▶ [Document text]:
The detector we buried under the ground appears to be still working the same - we had nothing else running for a week to ensure it was not picking up the signal from one of the other receivers, so now we have reconnected the 1420MHz receiver for comparison. Next we will leave a second unit there also for comparison, once the second unit is adjusted to give the same level output we will then move that one off site to compare the readings in different locations - hence ruling out local interference.

We will be going up there this Sunday.

1st September 2006
Hi everyone,

we will be at Chittering at the normal time this Sunday.

As for our "magic" detector that i described last time, we have various tests still to do, but right now the emphasis is on filtering out electromagnetic, the reason is we were expecting this to be a "gravity" detector ... but it turns out to look similar to the "galactic" background noise as modulated by the influence of the sun.

The one at chittering is now buried nearly a metre underground, enclosed in a small aluminium box, which is wrapped in approx 2cm (10kg) of lead sheet , then enclosed in a 10cm diameter steel cylinder sealed at both ends, with double shielded cable bringing the signal a distance of less than 3m to the recorder. The 1420MHz recorder is currently off so as to eliminate any possibility of cross-talk at the recording stage. When we left last Sunday afternoon it appeared to be still working - we'll find out when we get back there.

18th August 2006
Hi all,

the "busy bee" went well last time - we not only moved both sheds, but laid some concrete slabs and put the roof on the veranda - thanks to all involved.

We will be back there this Sunday (~10am to 4pm) hopefully we'll get some astronomy done too.

There's an interesting little experiment running at the moment ... obviously to view a small source you need the large dish, a quiet receiver, and lots of gain, but other work can be done with very inexpensive equipment.

The sun is a strong radio source so to observe it or it's effect on the ionosphere we had to turn the receiver gain down as low as it would go, we then got a distinctive trace over 24hr. Although there are variations from day to day, pointing away from the sun the overall pattern is higher and more active at night, lower during the day, with the minimum being around dawn. By using the same receiver but with a smaller pre-amp and just a dipole on the roof we were able to achieve the same result by turning up the gain a little and doing away with the need for the large dish.

▶ [Records supplied]:
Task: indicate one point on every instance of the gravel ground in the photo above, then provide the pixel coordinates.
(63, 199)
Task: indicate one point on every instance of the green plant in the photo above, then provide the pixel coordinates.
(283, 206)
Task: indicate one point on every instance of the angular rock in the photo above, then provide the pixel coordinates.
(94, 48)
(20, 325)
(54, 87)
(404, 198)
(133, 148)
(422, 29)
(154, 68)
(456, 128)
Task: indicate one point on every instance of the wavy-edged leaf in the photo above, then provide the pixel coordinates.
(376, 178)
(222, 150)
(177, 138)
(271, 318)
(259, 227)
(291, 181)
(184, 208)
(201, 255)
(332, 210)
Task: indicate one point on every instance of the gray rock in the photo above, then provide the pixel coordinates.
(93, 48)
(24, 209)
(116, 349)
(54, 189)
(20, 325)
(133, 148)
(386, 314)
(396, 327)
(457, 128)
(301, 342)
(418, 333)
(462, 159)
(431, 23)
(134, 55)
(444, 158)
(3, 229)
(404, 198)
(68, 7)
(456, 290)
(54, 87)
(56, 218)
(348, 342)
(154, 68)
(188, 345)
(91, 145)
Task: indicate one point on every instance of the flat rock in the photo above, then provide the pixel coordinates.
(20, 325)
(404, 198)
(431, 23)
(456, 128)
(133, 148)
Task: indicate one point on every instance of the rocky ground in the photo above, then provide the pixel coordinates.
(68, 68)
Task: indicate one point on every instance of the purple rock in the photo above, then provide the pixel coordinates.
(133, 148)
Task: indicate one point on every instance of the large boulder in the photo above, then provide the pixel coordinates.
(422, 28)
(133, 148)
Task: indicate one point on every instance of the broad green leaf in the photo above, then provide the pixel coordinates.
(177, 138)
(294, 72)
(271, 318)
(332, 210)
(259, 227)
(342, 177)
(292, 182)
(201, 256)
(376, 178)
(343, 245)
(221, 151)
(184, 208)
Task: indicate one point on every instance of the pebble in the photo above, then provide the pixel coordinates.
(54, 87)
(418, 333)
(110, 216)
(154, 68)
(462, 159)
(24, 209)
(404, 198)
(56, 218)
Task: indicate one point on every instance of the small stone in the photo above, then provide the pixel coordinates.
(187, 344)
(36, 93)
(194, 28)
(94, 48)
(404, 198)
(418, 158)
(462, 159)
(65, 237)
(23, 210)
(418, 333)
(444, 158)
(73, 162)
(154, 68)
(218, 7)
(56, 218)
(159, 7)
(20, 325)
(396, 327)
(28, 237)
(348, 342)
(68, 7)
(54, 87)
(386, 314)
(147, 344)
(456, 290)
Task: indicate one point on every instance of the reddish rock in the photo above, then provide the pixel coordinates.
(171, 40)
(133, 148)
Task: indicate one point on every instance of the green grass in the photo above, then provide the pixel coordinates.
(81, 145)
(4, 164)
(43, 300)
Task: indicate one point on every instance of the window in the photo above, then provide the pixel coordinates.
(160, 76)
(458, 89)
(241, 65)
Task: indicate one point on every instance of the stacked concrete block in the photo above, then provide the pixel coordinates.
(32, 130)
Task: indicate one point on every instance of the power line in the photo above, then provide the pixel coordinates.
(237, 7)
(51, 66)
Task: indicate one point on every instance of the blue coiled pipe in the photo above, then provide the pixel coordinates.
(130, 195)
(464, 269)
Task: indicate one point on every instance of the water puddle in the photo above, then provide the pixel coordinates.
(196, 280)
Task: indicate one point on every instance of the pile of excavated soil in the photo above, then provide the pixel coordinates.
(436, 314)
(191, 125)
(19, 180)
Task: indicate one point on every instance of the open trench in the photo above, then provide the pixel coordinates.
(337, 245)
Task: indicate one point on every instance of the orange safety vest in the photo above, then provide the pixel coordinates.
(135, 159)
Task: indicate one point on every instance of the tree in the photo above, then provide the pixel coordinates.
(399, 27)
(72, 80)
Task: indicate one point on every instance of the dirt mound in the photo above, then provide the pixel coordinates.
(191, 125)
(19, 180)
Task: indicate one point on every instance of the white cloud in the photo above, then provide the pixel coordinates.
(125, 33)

▶ [Exercise]:
Extend the radio astronomy updates from the point where they stop. The material has no connection to the radio astronomy updates.

▶ [Result of the task]:
Now for the really cheap version ... we have basically a detector with a load on it, lots and lots of gain but no antenna!! - Sounds a bit weird but the original idea was to seal it in an earthed metal box to screen out ALL electromagnetic radiation and see if it was still effected by anything (eg gravity). Turns out that the trace follows the same pattern as the dipole on the roof - which we didn't expect. Now due to the large gain the obvious answer is that it's just noise or temperature instability - i wont detail here all the checks/precautions we've done, but there is no correlation with temperature and you'd expect internal component noise to be steady or random or follow some pattern - but this follows the same pattern as the sun!?

Possibly there is still some E-M leaking in - but in that case we've just created a very cheap sensitive receiver, (which is a good thing), or there is some other explanation we haven't found yet - either way it's interesting. What we plan to do on Sunday is isolate it further by enclosing the metal case inside lead sheeting, digging a hole and burying the whole thing. At least it will give us another data point.


4th August 2006
Hello all,

further to my last message, please see email from Keith below (thanks Graeme for the extra info)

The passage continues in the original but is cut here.